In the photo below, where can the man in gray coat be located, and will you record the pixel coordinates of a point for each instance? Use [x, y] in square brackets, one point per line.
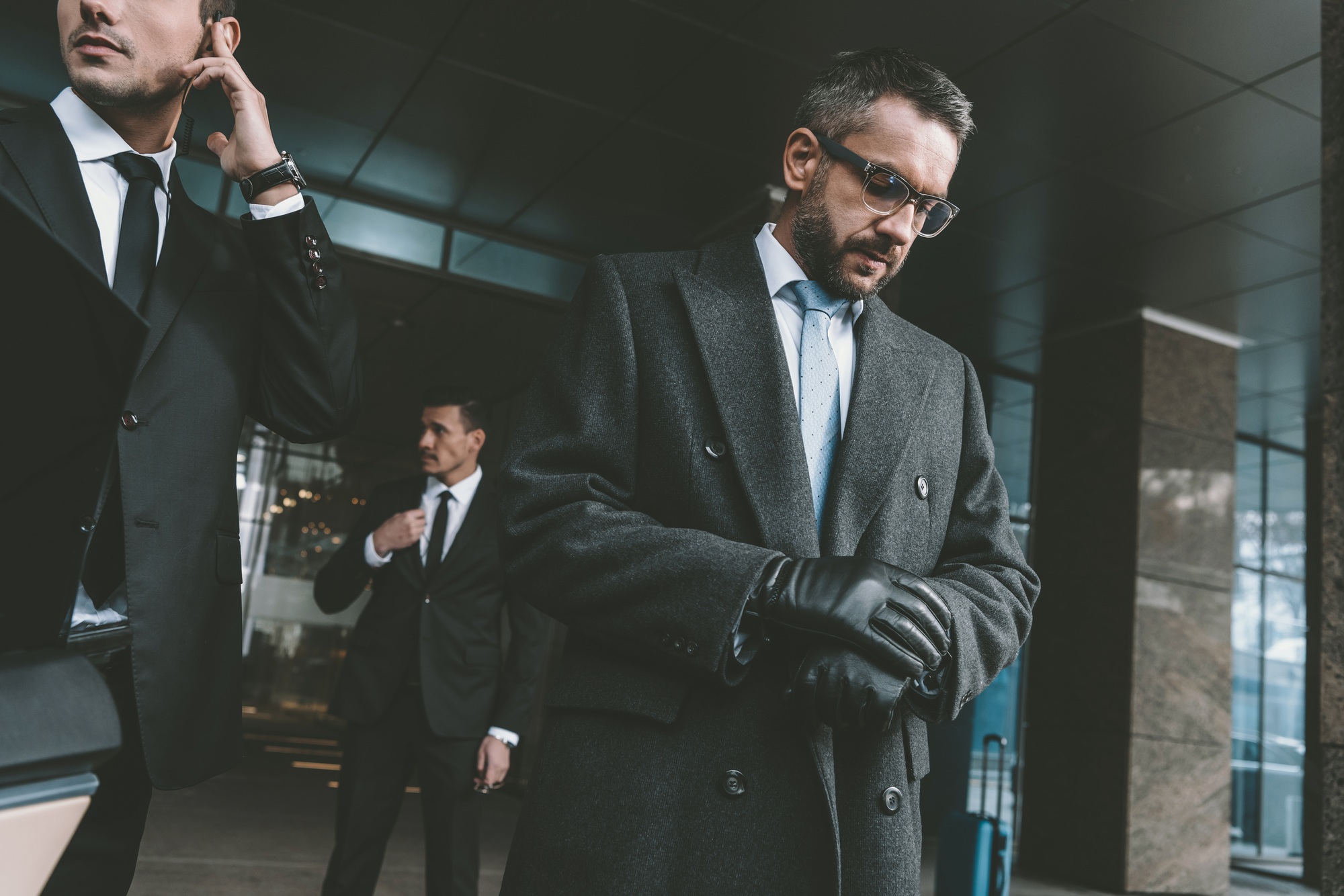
[767, 508]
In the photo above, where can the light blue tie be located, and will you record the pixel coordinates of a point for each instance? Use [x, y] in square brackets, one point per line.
[819, 388]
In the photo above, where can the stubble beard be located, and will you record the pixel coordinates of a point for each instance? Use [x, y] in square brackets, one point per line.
[822, 253]
[134, 89]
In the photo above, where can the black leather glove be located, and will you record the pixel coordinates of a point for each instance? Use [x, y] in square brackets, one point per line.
[893, 617]
[839, 688]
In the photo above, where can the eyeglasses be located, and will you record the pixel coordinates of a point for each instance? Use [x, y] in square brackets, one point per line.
[886, 191]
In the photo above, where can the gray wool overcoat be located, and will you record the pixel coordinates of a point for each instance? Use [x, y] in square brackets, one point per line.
[657, 472]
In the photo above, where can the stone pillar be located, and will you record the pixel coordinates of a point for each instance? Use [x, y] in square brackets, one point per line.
[1128, 738]
[1326, 648]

#### WHAT THE TASK ASKS
Please copy out the rows from the line with "In the photo above, where can the eyeglasses" through the end of the rows, renaming "stone pillar" to "marble column" and changing nothing else.

#### ANSWER TO THE TASK
In the photo above, where can the eyeglasses be located, and will you record the pixel coordinates of a point for each instance? Use [x, y] in square brackets, one point per line.
[886, 191]
In the photo above, where can the gray wool overcoat be located, and will you record the pixel coordinates of a point for each instance? Use [x, y] in square brackets, one point per line.
[657, 472]
In the photo above, where can the marble column be located, and will you record the pixel coordinates of a point for each instance? Use [x, y] in square brackets, one point per line.
[1128, 738]
[1326, 648]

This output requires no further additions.